_Your assignment_
Every line below needs to be returned exactly as written.

Dataset items
--------
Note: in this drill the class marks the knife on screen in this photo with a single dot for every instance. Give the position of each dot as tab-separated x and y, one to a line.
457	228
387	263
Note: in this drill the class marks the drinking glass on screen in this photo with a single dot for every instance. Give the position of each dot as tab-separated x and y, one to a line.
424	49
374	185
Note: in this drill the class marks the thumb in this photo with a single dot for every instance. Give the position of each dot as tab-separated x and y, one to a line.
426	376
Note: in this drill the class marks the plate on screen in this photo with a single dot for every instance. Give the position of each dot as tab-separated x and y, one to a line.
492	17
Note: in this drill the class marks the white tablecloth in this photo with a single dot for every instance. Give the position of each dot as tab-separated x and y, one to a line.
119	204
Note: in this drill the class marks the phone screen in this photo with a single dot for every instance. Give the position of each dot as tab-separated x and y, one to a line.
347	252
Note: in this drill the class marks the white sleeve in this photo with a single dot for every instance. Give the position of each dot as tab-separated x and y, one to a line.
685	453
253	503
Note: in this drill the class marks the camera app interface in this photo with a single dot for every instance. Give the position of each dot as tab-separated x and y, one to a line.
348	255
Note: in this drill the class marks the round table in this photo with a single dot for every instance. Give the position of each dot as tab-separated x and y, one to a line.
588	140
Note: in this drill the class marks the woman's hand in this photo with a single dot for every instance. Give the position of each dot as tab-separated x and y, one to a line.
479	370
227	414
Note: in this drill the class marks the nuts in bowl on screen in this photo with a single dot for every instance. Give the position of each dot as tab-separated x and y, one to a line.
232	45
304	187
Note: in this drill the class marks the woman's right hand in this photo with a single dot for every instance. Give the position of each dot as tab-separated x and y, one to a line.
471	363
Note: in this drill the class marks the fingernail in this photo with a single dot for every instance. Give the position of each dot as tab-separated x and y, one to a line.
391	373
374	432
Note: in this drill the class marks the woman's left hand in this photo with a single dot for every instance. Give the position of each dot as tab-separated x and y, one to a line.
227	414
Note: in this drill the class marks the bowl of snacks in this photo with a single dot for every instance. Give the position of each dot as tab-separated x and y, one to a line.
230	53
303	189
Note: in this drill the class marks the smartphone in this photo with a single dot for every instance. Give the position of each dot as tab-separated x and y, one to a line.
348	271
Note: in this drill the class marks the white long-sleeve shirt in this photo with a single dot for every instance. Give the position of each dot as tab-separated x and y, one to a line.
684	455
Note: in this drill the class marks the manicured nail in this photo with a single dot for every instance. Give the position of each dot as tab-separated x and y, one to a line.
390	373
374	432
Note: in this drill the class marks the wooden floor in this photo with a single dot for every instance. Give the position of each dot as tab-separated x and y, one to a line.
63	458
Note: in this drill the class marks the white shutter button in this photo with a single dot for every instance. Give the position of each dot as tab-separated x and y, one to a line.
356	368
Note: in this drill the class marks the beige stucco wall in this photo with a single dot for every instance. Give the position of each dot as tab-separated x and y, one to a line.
--------
_Expected output_
Note: in this drill the class marks the knife on screen in this photo with a single dot for every instance. Give the position of each dot as tab-separated x and y, one to a line.
457	228
387	263
Note: in this drill the class marks the drinking glass on screen in this photo with a single dot for every instance. Give the position of each dot as tab-separated x and y, one to a line.
424	49
374	185
Note: in this drill the class marks the thumb in this photo with a single dot for every instance. Give the position of each dot as tab-separated x and y, one to a line.
426	376
Note: in this drill the class marks the plate on screen in this photo with a single dot for every instance. Give the position of each dot as tab-separated x and y, one to a line.
492	17
Note: in this drill the class marks the white tablecloth in this photo with a single dot for every instance. Give the position of each dot as tab-separated x and y, one to a line.
119	204
Note: in this drill the class marks the phone screen in this photo with a single dot for every instance. Give the position of each dot as tab-separated x and y, one to a line.
347	252
Note: in this drill the class marks the white sleeve in this photo with a single dot for every instance. Give the position of each dot as tab-separated x and y, one to a line.
685	453
253	503
Note: in this drill the class marks the camera app interface in this photo with a single dot for every instance. Give the position of each dot as tab-separated x and y, one to a line.
348	255
Note: in this drill the class marks the round table in this photo with a single dot for every instance. Give the position of each dot as tab-separated x and y, one to a line.
588	140
Note: in this drill the class marks the woman's hand in this photo with a single dot for every instance. Give the position of each dot as tab-separated x and y, one to a line.
479	370
227	414
Note: in this drill the class marks the nuts in bowl on screen in this photo with a single dot for every instance. Give the position of each dot as tab-separated x and y, one to a line.
232	45
304	187
Note: in this drill the class marks the woman's right hand in this photo with a single dot for every instance. Give the position of each dot as tab-separated x and y, one to a line.
471	363
Note: in this drill the class marks the fingernail in this photo with a single dot for every instance. Give the position of each dot as tab-separated x and y, one to a line.
391	373
374	432
Note: in this drill the class marks the woman's left hand in this photo with a single dot for every instance. Give the position of each dot as tab-separated x and y, one to a line.
227	414
Note: in this drill the class marks the bowl of snacks in this photo with a single dot for every instance. Give the position of each dot as tab-separated x and y, one to a line.
230	53
303	189
Note: in this drill the class marks the smartphone in this photo with a single dot for every instance. Give the position of each dot as tab-separated x and y, one to a line.
348	271
Note: in this drill the class marks the white long-sleeve shirt in this photo with a single dot for every instance. Give the position of each dot as tab-separated x and y, one to a line.
684	455
Note: in this drill the class marks the manicured nail in this photo with a single dot for every instance. Give the position of each dot as tab-separated x and y, one to a line.
390	373
374	432
Note: in this drill the class marks the wooden floor in this photo with a single dot for every instance. Give the position of each dot as tab-separated x and y, one to a line.
63	458
Note: in this drill the class marks the white shutter button in this photo with a single dot for every instance. Give the position of each dot as tab-separated x and y, one to a line.
356	368
Note: in this drill the class marks the beige stucco wall in this photo with a single dot for every instance. Give the position of each dot as tab-separated x and y, one to a line.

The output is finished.